Passage shown:
Venis, who is well aware that his approach is just the beginning of a long journey, attempts to arrange the basic motions in a series of charts involving the number of dimensions, the apparent shape of the vortex motion, and the motion that might correspond to the wave in the One Field prior to the projection. For motion the most basic distinction would be that of translational and rotational movements; and it is already remarkable, to begin with, that physics has treated such motions almost always separately and has avoided a concrete view of their connection. Let us not forget, for example, that, at the statistical level, the virial theorem eliminates the spin or rotation in its balance of kinetic and potential energy, so that the derivation of a supposed moment of inertia is just one more of the many accounting tricks of physics.

What would we see in a graphical animation of the transformation sequence in a virtual reality application? It would obviously depend on the program and the concepts we introduce, since Venis does not intend to settle the matter and is more concerned with appearance than with its possible recreation; while, on the other hand, the requirements of physics at the descriptive level have always been secondary. Classical mechanics, for example, routinely ignores Heinrich Hertz’s distinction between a material particle, which is an irreducible physical point in space at a given moment, and a material point as it appears to our senses and which as a volume can contain any number of material particles —a planet, a star or a galaxy. Nicolae Mazilu reminds us that this purely classical distinction also partially coincides with the wave-particle duality of quantum mechanics.

Source data:
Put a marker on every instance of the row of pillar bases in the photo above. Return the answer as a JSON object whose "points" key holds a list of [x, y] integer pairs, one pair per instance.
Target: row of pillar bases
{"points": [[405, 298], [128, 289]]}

Problem set:
**A)** List every person named in the passage about Venis and the basic kinds of motion.
**B)** Please extend the passage about Venis and the basic kinds of motion by one or two paragraphs, starting after its final sentence on Nicolae Mazilu.

The replies:
**A)** Venis, Heinrich Hertz, Nicolae Mazilu

**B)**
Reducing a body or a volume to a point, either in quantum mechanics or in classical mechanics, is a way of omitting three dimensions, not in the ideal empty space but in the ordinary space-matter continuum. If in quantum mechanics the description of extended particles is not possible, it is, first of all, because special relativity does not admit them, in spite of being a macroscopic theory. Maxwell’s equations are only useful for portions of the field with extension; special relativity is only valid for point events, and in the field equations of general relativity point particles are again meaningless. However, in a Weber-type relational mechanics, which can also be extended to fields by integrating over the volume, one can work with both point and extended particles, which allows it to cross the gulf between the micro and macroscopic without the need of curvatures or pretending to convert time into another dimension, among many other contortions.

The electromagnetic transverse waves of Maxwell or Hertz do not indicate that the electric and magnetic components are perpendicular in the literal geometrical sense but in the sense of a statistical average between space and matter, and this is why such waves have resisted all attempts of sound geometrical representation. However, it is enough to understand that electricity implies charged matter separated by space, and magnetism space separated by matter, for the irreducibly statistical character of the geometrical attributes of the wave to become self-evident.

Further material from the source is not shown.